→ **WHAT YOU NEED TO DO**:
**A)** Answer these questions from the article below on Andrew Mallard's wrongful conviction, labeling each answer to match:
(i) In what year was Mallard convicted of killing Pamela Lawrence?
(ii) Whose bloodied palm print did the cold case review identify at the crime scene?
(iii) Which program did Mallard speak to about the officers' accountability?
**B)** Please condense the paragraph beginning "Mr Mallard has told ABC's Australian Story" from the article below on Andrew Mallard's wrongful conviction into a short bulleted list that keeps its main points.
**C)** From the article below on Andrew Mallard's wrongful conviction, list every person named in it.
#### SELECTED PASSAGE ####
Sunday, October 03, 2010
Australia: Crooked policing costs a life -- but the crooks escape any penalty
Police misconduct that led to the wrong man being jailed for nearly 12 years on a murder charge may have allowed the real murderer to kill again.
West Australian Andrew Mallard was convicted in 1995 of killing Pamela Lawrence, who was bludgeoned to death at her central Perth jewellery shop.
In 2006, Mr Mallard was released from jail after the Australian High Court quashed his conviction after it deemed the only evidence linking him to the crime were his "bizarre and fanciful statements" to police.
The court noted that only one of the police interviews was recorded and another was conducted while Mr Mallard was a patient at a mental hospital.
A cold case review of Ms Lawrence's murder found a previously unidentified bloodied palm print at the crime scene belonged to Simon Rochford. Rochford killed his girlfriend nearly six weeks after Ms Lawrence's murder.
He committed suicide in jail in 2006 within days of being questioned over Ms Lawrence's death, after the new evidence emerged. He is now the chief suspect.
WA's Corruption and Crime Commission (CCC) recommended disciplinary action against WA Police Assistant Commissioners Mal Shervill and Dave Caporn, who investigated the case as detectives in 1995.
The CCC also recommended disciplinary action against senior Director of Public Prosecutions lawyer Ken Bates. But all three officers resigned and so avoided the public service disciplinary process.
Mr Mallard has told ABC's Australian Story program that the officers need to be made accountable for their actions and he believed there was a conspiracy to pervert the course of justice. "Had the police done their job properly from the beginning, I would have been eliminated as a suspect. "They would probably or likely have arrested Rochford before he killed his girlfriend. So they're responsible for another death," Mr Mallard said.
WA's shadow attorney-general John Quigley, who as a lawyer helped expose Mr Mallard's wrongful conviction along with journalist and author Colleen Egan, agrees a second murder could have been prevented. "Another woman's life in all likelihood would have been saved."
#### DATA RECORDS ####
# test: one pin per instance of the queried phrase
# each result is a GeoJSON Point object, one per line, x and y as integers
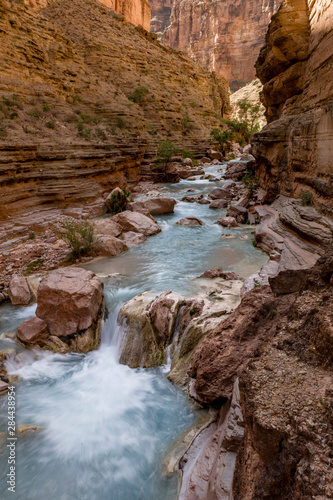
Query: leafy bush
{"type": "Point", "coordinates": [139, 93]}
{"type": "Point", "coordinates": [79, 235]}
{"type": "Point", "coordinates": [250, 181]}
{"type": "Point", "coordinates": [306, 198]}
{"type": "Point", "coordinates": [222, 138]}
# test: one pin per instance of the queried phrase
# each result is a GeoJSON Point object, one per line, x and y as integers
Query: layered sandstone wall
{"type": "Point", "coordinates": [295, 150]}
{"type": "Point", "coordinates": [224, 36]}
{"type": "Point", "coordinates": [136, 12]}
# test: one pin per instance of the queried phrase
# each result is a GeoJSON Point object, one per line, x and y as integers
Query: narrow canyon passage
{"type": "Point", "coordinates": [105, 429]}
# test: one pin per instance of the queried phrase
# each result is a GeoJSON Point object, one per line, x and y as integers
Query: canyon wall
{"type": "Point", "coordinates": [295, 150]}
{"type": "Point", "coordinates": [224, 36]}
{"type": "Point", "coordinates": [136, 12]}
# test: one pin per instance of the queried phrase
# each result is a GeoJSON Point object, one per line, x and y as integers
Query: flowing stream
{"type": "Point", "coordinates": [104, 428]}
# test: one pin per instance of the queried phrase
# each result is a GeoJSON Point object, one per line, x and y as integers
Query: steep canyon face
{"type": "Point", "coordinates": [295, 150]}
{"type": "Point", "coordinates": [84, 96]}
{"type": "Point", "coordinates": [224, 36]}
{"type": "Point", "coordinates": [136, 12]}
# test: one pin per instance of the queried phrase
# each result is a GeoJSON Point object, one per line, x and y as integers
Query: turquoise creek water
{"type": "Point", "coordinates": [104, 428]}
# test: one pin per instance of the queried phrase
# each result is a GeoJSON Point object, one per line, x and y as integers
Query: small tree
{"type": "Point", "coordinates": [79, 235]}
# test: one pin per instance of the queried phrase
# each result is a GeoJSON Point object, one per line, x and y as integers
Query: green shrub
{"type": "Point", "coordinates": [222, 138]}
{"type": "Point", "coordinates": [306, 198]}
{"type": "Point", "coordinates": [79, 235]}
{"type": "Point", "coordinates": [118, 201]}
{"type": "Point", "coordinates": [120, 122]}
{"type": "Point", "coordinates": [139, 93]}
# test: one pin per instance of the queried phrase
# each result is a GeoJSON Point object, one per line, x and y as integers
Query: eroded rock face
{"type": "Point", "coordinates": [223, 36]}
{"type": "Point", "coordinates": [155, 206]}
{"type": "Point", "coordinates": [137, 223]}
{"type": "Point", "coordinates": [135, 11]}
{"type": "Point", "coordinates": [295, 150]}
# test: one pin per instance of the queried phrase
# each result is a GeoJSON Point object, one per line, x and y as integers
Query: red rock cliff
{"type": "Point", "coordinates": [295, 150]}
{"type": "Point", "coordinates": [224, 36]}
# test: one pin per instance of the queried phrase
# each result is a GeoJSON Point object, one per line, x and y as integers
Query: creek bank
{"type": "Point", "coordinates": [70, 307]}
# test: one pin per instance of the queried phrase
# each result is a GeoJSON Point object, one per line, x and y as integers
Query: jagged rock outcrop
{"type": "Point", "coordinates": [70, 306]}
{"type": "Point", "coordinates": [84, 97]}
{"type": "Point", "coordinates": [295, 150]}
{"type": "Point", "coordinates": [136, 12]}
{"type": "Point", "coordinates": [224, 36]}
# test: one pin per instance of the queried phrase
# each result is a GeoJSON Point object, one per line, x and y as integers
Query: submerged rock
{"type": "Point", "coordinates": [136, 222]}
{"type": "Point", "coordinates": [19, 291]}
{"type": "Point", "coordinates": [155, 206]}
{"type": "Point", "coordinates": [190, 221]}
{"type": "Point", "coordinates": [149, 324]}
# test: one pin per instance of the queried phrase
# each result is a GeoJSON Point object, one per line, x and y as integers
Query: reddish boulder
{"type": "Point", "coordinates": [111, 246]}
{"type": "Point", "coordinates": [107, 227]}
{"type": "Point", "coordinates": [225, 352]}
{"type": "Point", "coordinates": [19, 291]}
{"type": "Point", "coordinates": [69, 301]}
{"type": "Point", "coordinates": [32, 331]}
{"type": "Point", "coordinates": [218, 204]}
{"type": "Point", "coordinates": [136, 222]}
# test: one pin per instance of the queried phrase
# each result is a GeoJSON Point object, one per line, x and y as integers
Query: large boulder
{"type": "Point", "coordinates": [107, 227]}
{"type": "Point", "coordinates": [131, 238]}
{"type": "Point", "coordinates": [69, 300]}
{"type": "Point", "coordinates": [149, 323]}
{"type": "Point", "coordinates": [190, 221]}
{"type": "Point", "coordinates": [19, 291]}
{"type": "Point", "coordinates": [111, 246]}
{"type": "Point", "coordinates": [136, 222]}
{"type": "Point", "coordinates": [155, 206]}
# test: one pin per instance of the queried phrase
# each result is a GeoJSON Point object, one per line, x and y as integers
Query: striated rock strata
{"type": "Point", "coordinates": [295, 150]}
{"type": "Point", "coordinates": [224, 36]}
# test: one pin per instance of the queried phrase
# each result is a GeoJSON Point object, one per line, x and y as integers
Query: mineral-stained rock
####
→ **ANSWERS BY ITEM NUMBER**:
**A)**
(i) 1995
(ii) Simon Rochford's
(iii) ABC's Australian Story

**B)**
- Mallard told ABC's Australian Story that the officers must be held accountable for their actions.
- He believes there was a conspiracy to pervert the course of justice.
- He says proper police work from the start would have eliminated him as a suspect.
- He says police would probably have arrested Rochford before Rochford killed his girlfriend, which makes them responsible for another death.

**C)**
- Andrew Mallard
- Pamela Lawrence
- Simon Rochford
- Mal Shervill
- Dave Caporn
- Ken Bates
- John Quigley
- Colleen Egan